Supprimer les deux dernières phrases du second alinéa du texte proposé par le 3° de cet article pour insérer un III bis à l'article 10 de la loi n° 95-73 du 21 janvier 1995.

L'amendement n° 6, présenté par M. Courtois, au nom de la commission, est ainsi libellé :

Après le 3° de cet article, insérer un paragraphe ainsi rédigé :

3° bis Au VI, après les mots : « Le fait » sont insérés les mots : « d'installer un système de vidéosurveillance ou de le maintenir sans autorisation, » ;

La parole est à M. le rapporteur.

M. Jean-Patrick Courtois, rapporteur. L'amendement n° 5 est un amendement rédactionnel tendant à supprimer une mention inutile et redondante.

S'agissant de l'amendement n° 6, le paragraphe VI de l'article 10 de la loi de 1995 définit les sanctions pénales applicables en cas de non-respect de la législation en matière de vidéosurveillance.

Toutefois, étonnamment, dans l'hypothèse où un exploitant maintiendrait un système de vidéosurveillance ne bénéficiant plus d'une autorisation, mais ne disposant pas de dispositif d'enregistrement, il ne pourrait pas être sanctionné sur le fondement du paragraphe VI, lequel ne réprime que le fait de procéder à des enregistrements sans autorisation.

Lignes fournies:
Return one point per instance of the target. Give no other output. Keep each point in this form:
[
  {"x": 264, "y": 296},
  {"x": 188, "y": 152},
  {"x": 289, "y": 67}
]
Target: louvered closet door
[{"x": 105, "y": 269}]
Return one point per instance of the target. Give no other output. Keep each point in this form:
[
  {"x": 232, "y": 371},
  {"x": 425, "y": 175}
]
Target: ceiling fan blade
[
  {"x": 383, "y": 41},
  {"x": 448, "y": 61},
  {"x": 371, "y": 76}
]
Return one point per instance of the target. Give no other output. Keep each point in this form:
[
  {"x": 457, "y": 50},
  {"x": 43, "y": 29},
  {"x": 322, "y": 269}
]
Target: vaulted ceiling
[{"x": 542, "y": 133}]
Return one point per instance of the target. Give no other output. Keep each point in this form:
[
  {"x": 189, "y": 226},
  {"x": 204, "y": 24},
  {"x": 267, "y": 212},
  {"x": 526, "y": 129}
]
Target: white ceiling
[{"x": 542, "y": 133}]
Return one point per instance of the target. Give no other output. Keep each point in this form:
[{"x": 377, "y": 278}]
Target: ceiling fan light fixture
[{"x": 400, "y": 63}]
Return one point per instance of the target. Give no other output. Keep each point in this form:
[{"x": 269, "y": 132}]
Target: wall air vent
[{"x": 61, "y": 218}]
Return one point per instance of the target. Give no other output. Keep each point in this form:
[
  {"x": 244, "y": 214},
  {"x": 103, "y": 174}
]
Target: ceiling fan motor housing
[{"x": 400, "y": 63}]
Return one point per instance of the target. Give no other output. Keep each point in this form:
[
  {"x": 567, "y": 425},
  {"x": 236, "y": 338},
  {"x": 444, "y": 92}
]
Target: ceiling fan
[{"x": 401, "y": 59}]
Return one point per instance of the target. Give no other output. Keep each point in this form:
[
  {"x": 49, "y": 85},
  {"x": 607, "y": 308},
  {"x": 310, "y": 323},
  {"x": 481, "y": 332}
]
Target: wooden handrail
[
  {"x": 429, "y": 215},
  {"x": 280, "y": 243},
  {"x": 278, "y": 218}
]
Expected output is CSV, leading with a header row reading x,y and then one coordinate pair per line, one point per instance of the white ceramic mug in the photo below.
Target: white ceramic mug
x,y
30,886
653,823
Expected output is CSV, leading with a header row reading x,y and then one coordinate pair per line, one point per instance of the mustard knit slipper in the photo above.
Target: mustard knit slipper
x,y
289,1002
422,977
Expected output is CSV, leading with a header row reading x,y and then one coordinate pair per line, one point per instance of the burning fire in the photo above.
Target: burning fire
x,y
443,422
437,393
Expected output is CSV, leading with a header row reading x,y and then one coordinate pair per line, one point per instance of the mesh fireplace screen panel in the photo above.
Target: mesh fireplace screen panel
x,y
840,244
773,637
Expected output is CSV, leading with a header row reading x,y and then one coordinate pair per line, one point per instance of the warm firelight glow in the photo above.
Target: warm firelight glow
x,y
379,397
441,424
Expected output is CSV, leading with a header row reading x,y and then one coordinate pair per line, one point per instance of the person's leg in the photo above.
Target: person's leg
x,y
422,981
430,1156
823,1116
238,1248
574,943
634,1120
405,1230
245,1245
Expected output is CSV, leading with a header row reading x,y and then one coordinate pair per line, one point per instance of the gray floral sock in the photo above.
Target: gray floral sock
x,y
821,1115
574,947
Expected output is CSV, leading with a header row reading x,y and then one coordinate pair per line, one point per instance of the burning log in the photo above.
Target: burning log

But de l'exercice:
Donnez la suite de l'extrait sur les amendements concernant la vidéosurveillance, en reprenant juste après sa dernière phrase. Les lignes n'ont aucun rapport avec l'extrait.

Votre réponse:
Cet amendement a pour objet de remédier à cette situation en obligeant les exploitants à retirer les systèmes non autorisés ou qui ne le sont plus.

M. le président. L'amendement n° 86, présenté par MM. Peyronnet,  Badinter et  Boulaud, Mmes Cerisier-ben Guiga et  Tasca, MM. Collombat,  Frimat et  C. Gautier, Mme Khiari, MM. Mermaz,  Sueur,  Vantomme et  Yung, Mme Boumediene-Thiery et les membres du groupe Socialiste, apparentés et rattachés, est ainsi libellé :

Au début de la première phrase du texte proposé par le 4° de cet article pour le VII de l'article 10 de la loi n° 95-73 du 21 janvier1995, après les mots :

Un décret en Conseil d'État

insérer les mots :

, pris après avis de la Commission nationale de l'informatique et des libertés,

La parole est à M. Louis Mermaz.

M. Louis Mermaz. Cet amendement répond au même souci de faire intervenir la CNIL, ce qui constitue, pour nous, une garantie minimale.

En effet, la CNIL doit pouvoir jouer son rôle, tout son rôle. Encore faut-il lui en donner les moyens.

En participant à la rédaction des décrets d'application, elle pourrait exercer sa mission d'intérêt général consistant à veiller à ce que l'informatique soit au service du citoyen et ne porte atteinte ni à l'identité humaine, ni aux droits de l'homme, ni à la vie privée, ni aux libertés individuelles et publiques, autant de droits garantis par la Constitution.

Le Gouvernement peut-il nous dire, dès aujourd'hui, quand seront publiés les décrets d'application, qui conditionnent l'application de la loi ?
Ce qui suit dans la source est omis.